• TASK:
Echo back every item below verbatim, keeping each line unchanged.

[Entries from an annotation dataset]
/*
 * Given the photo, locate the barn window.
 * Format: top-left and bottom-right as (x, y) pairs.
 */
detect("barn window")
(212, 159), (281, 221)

• FULL RESPONSE:
/*
 * Given the photo, locate the barn window.
 * Format: top-left and bottom-right as (x, y) pairs.
 */
detect("barn window")
(212, 159), (281, 221)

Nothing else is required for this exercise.